- **What the task asks**:
Within the listing below, locate all lines containing the word "mountain". Copy each one.
*-*-*
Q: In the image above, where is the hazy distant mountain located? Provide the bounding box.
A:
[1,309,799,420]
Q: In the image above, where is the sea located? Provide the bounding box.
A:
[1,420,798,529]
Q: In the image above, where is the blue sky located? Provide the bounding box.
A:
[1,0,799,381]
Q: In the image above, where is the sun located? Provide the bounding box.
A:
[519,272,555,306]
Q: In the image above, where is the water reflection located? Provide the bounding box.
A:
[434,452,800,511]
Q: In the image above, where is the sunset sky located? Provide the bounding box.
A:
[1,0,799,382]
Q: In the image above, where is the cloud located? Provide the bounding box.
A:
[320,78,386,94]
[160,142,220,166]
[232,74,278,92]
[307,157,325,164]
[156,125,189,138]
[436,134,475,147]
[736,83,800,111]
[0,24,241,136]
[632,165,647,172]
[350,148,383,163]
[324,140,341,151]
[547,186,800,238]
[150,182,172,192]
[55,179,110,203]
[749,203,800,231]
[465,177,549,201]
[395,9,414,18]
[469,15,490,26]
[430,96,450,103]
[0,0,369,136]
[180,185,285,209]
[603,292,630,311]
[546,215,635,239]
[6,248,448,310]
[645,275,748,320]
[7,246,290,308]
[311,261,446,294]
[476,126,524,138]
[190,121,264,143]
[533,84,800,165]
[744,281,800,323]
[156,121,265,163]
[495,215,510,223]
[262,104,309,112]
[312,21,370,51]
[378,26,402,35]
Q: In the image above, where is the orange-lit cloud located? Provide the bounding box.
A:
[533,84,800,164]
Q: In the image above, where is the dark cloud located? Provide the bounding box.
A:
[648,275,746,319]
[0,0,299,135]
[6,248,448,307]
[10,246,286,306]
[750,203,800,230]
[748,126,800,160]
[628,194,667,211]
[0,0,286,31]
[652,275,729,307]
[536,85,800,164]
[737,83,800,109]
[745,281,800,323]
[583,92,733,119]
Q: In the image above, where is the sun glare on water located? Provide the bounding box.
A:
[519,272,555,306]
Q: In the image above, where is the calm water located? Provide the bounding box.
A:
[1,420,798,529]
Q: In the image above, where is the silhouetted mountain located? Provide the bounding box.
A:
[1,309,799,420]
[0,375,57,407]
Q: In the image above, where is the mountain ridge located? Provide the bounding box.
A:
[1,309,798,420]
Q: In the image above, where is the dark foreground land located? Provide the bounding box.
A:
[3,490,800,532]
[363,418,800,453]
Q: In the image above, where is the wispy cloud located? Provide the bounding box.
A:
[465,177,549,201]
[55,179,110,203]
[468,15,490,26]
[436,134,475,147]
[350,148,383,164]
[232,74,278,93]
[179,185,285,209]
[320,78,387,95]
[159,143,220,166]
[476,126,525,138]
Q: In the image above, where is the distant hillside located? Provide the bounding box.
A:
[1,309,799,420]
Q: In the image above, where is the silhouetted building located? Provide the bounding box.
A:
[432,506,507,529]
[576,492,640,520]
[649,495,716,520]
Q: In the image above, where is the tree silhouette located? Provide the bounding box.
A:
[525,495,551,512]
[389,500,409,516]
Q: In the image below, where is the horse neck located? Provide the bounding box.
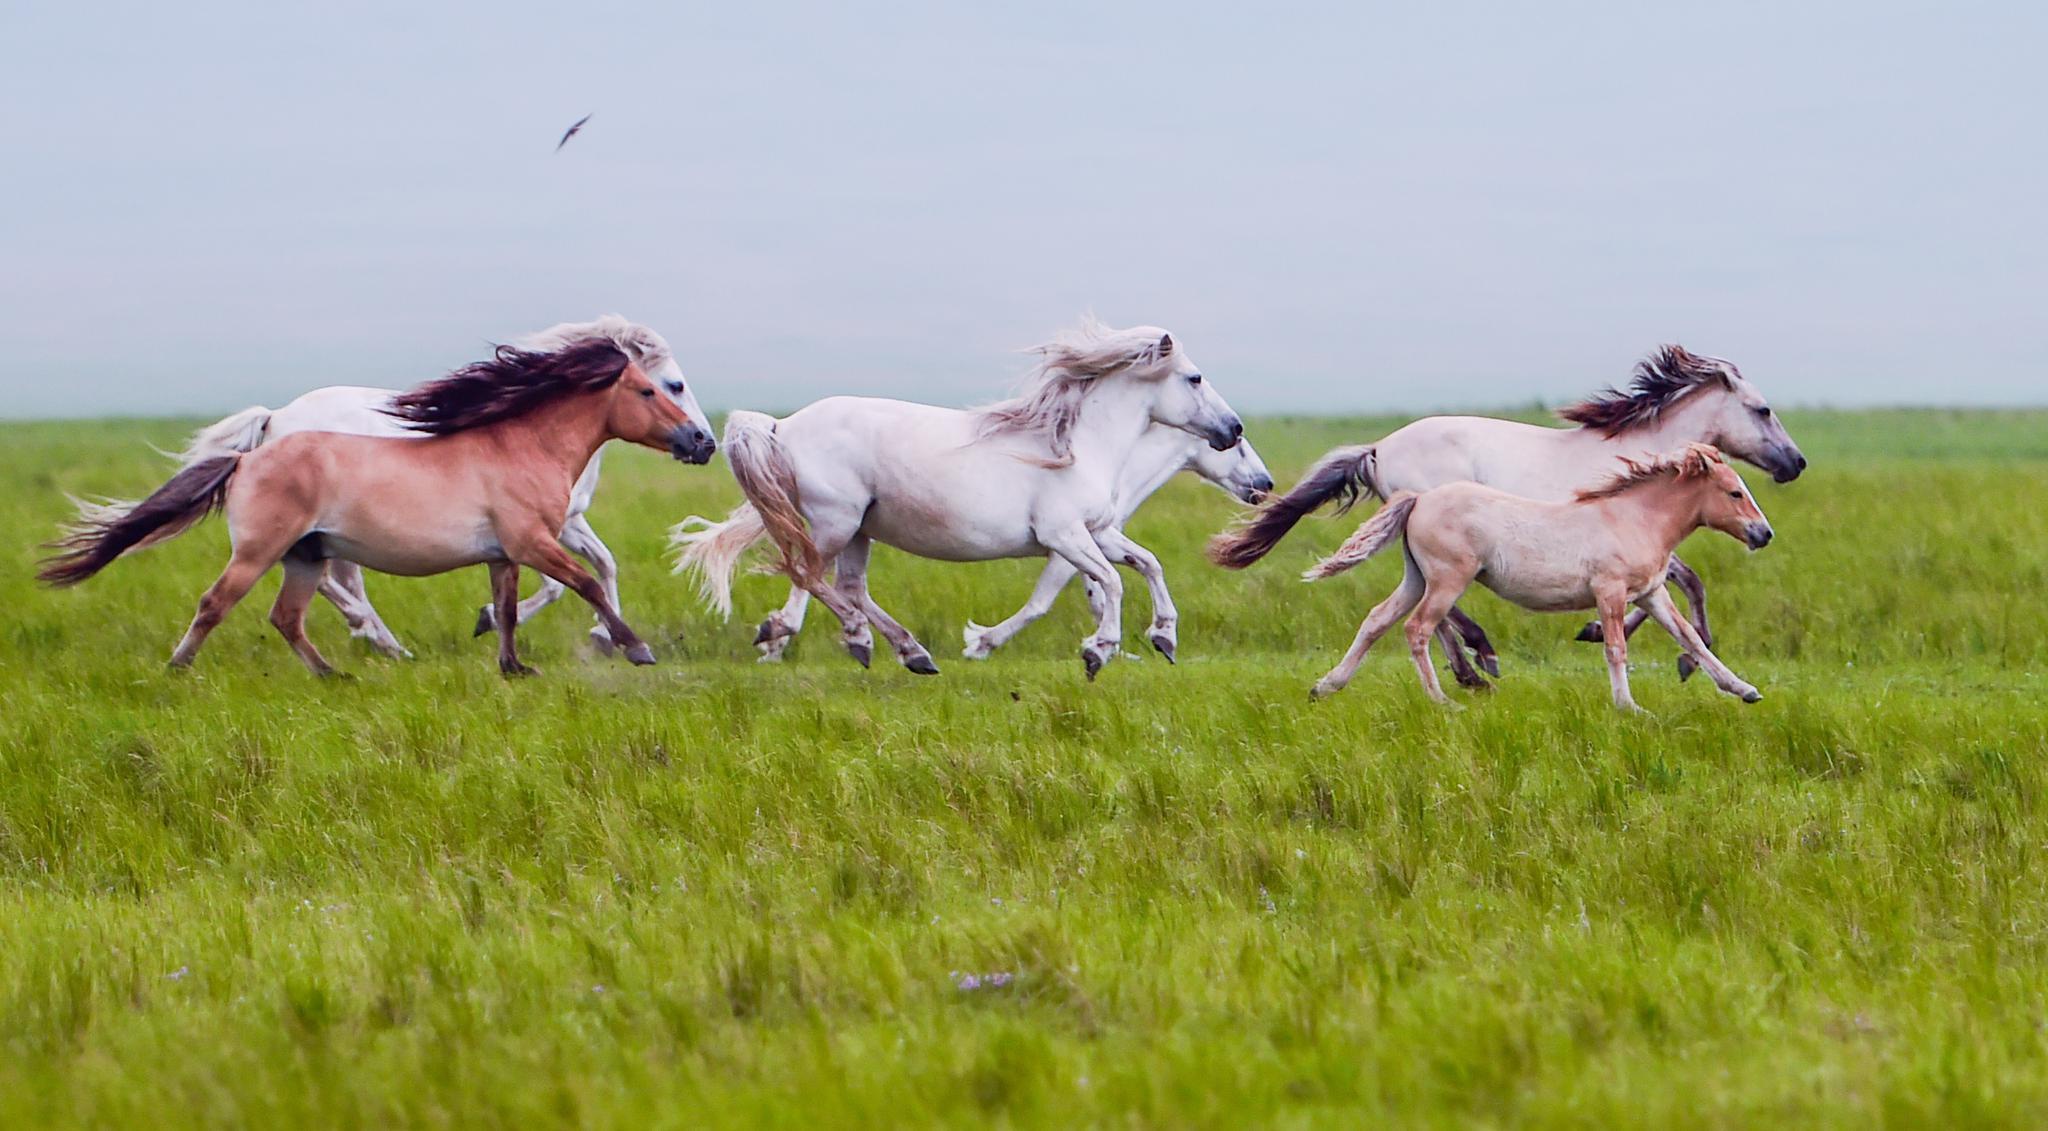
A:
[1589,476,1704,557]
[487,389,614,484]
[1611,392,1722,455]
[1119,429,1200,504]
[1065,379,1161,474]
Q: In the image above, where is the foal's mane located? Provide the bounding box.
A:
[977,317,1175,466]
[385,338,631,435]
[1575,443,1726,501]
[1556,345,1738,436]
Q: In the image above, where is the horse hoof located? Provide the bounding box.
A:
[1677,655,1698,682]
[499,661,539,678]
[753,620,776,646]
[1149,635,1177,665]
[624,643,656,666]
[1574,622,1604,643]
[1741,688,1762,704]
[1478,654,1501,678]
[905,654,940,676]
[1309,680,1337,700]
[1082,648,1105,682]
[473,608,494,638]
[848,642,872,669]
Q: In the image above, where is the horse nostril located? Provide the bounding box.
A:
[1796,455,1808,470]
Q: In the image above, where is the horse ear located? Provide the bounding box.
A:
[1157,334,1174,357]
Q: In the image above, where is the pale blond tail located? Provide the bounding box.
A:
[1304,492,1418,580]
[177,405,273,465]
[669,504,768,620]
[718,411,824,589]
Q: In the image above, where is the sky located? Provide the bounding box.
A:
[1,1,2042,418]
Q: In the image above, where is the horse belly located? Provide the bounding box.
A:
[317,517,502,577]
[1476,556,1596,613]
[860,502,1039,561]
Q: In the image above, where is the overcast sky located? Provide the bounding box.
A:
[2,1,2042,418]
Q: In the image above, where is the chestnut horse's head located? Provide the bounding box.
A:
[607,356,716,464]
[1694,448,1774,550]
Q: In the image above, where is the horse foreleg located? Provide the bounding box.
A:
[1313,555,1424,699]
[321,560,411,659]
[1593,585,1640,712]
[505,530,654,666]
[1093,529,1178,663]
[834,536,937,674]
[1404,578,1469,706]
[1436,616,1489,690]
[1039,523,1123,681]
[269,557,339,676]
[964,556,1076,660]
[558,515,621,653]
[755,585,813,662]
[1666,554,1710,682]
[1639,588,1759,703]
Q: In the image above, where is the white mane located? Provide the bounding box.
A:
[977,316,1176,465]
[515,314,674,371]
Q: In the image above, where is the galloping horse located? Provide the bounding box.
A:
[40,339,716,675]
[714,427,1273,664]
[1216,444,1772,711]
[171,316,702,657]
[673,319,1245,679]
[1208,345,1805,685]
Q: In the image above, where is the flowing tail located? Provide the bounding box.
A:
[38,455,241,586]
[670,411,821,617]
[1207,444,1379,569]
[1303,492,1418,580]
[668,504,768,620]
[177,405,273,465]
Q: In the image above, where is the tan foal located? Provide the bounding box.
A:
[1219,443,1773,711]
[41,338,715,676]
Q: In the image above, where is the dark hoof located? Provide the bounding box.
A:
[1453,669,1491,691]
[1082,648,1105,682]
[1478,653,1501,678]
[848,642,872,669]
[499,661,539,678]
[1741,688,1762,704]
[1678,655,1698,682]
[1574,622,1604,643]
[624,643,656,666]
[905,654,940,676]
[473,607,494,637]
[1150,636,1176,665]
[753,619,778,646]
[319,669,355,681]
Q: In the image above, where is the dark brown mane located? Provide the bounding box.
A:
[1575,443,1724,501]
[385,339,631,435]
[1556,345,1736,436]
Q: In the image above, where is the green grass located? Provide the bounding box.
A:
[2,410,2046,1127]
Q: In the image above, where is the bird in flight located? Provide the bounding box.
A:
[556,113,593,152]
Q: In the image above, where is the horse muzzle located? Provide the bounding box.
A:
[669,425,717,465]
[1204,416,1245,452]
[1239,473,1275,504]
[1769,446,1808,483]
[1744,522,1774,550]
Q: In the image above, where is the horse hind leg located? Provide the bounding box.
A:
[1404,576,1472,706]
[1445,604,1501,678]
[1312,553,1424,699]
[322,559,411,659]
[170,550,278,669]
[755,585,814,662]
[488,560,537,676]
[834,536,936,674]
[269,554,340,677]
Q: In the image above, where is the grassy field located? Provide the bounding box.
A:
[2,409,2046,1127]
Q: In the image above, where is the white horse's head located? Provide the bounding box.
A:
[1126,325,1245,452]
[1559,345,1806,483]
[1191,435,1274,503]
[984,319,1244,463]
[517,315,714,461]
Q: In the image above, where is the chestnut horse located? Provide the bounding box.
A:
[1212,444,1772,711]
[39,339,716,675]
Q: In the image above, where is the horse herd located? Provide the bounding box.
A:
[38,315,1808,711]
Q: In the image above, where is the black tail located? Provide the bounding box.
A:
[1207,444,1378,569]
[38,455,240,586]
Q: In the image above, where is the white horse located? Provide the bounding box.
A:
[1209,345,1806,686]
[673,319,1245,679]
[174,316,707,657]
[733,428,1273,664]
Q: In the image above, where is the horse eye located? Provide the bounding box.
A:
[1755,405,1772,417]
[638,387,656,398]
[1187,373,1203,385]
[665,380,685,396]
[1728,490,1743,499]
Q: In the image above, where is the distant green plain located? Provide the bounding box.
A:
[2,410,2045,1127]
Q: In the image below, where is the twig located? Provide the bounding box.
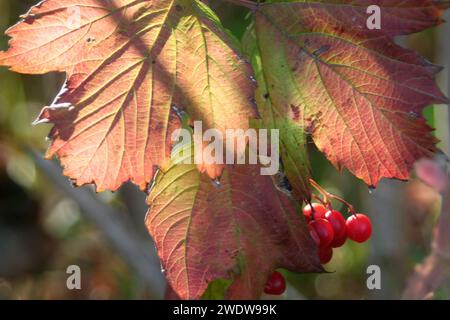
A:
[402,180,450,299]
[402,9,450,300]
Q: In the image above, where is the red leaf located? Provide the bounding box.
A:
[146,160,322,300]
[253,0,450,187]
[0,0,256,191]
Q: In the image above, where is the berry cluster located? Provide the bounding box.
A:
[304,203,371,264]
[304,179,372,264]
[263,180,372,296]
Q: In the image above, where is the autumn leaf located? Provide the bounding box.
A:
[250,0,450,187]
[3,0,450,301]
[244,28,312,201]
[0,0,256,191]
[146,144,322,300]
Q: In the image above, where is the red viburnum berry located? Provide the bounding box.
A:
[325,210,347,247]
[309,218,334,248]
[308,224,321,247]
[346,214,372,243]
[319,247,333,264]
[264,271,286,295]
[303,203,327,222]
[331,232,347,248]
[308,224,320,246]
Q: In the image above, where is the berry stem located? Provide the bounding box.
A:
[309,179,356,214]
[309,179,328,196]
[331,194,356,215]
[311,194,332,209]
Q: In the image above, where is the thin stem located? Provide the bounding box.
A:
[312,194,332,210]
[309,179,328,196]
[329,193,356,215]
[309,179,356,214]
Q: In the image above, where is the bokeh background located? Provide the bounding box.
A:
[0,0,449,300]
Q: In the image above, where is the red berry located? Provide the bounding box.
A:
[331,232,347,248]
[303,203,327,222]
[308,224,321,246]
[309,218,334,248]
[319,247,333,264]
[325,210,347,247]
[346,214,372,243]
[264,271,286,295]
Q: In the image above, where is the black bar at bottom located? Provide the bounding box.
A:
[0,300,447,319]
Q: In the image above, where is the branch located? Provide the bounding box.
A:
[28,149,166,299]
[402,9,450,300]
[402,159,450,299]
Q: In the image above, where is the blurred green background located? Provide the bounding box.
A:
[0,0,449,300]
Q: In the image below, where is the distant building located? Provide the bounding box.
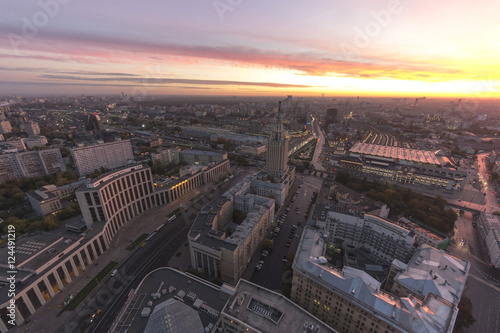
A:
[71,139,134,176]
[0,148,66,183]
[83,113,104,140]
[266,103,289,182]
[325,108,339,125]
[22,121,40,137]
[180,150,227,165]
[240,144,267,156]
[151,147,181,165]
[23,136,48,149]
[0,121,12,134]
[4,138,26,151]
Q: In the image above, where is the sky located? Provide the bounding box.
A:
[0,0,499,98]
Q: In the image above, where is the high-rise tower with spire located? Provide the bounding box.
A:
[266,102,289,181]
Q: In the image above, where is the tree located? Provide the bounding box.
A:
[233,209,247,224]
[455,296,475,330]
[262,239,273,250]
[44,214,59,231]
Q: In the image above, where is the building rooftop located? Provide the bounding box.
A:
[27,189,58,202]
[143,298,205,333]
[350,142,442,166]
[223,279,337,333]
[189,176,273,250]
[293,228,458,333]
[113,267,230,333]
[395,244,470,306]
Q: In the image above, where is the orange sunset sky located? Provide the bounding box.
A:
[0,0,499,98]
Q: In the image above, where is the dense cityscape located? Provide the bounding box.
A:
[1,1,500,333]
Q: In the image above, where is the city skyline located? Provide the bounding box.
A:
[0,0,499,98]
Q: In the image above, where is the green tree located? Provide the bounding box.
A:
[233,209,247,224]
[44,214,59,231]
[262,239,273,250]
[455,296,475,330]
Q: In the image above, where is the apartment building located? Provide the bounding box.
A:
[387,244,469,306]
[476,212,500,269]
[316,211,416,263]
[291,228,459,333]
[0,148,66,183]
[189,176,274,284]
[71,139,134,176]
[0,120,12,134]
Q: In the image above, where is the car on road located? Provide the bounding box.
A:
[90,310,101,323]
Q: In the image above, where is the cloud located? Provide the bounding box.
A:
[38,74,321,88]
[0,30,470,82]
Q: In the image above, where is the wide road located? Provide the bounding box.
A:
[310,116,325,171]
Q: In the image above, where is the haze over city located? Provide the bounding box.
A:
[1,0,499,97]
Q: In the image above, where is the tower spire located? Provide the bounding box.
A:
[278,101,281,118]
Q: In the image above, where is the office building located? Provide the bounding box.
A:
[220,279,337,333]
[71,139,134,176]
[291,228,459,333]
[476,212,500,269]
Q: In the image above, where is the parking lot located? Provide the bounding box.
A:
[249,176,322,292]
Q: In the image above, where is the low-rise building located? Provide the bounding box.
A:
[27,188,63,216]
[23,136,48,149]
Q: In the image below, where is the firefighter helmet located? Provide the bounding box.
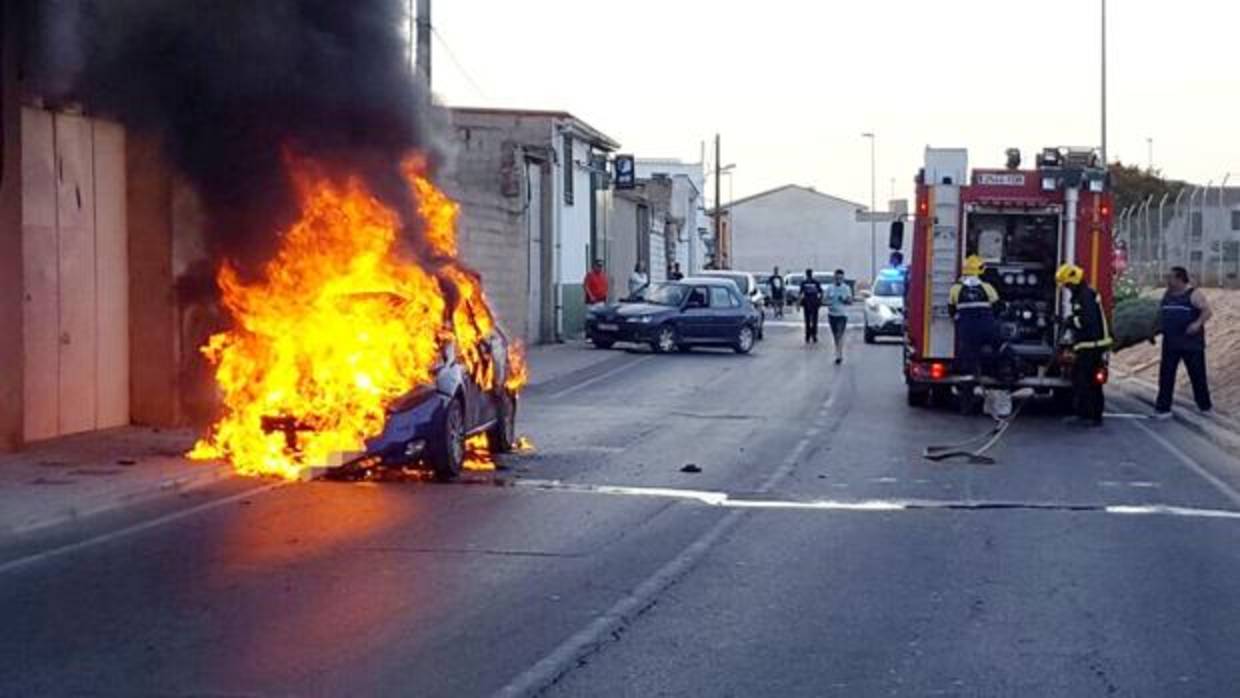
*-*-*
- **Task answer**:
Q: In the image above, where is the hazy distant mountain located? Provide the bounding box.
Q: In the image above, where is the silhouetted mountain located? Provide the bounding box.
Q: In the image above, where is the mountain ridge located? Provide the bounding box.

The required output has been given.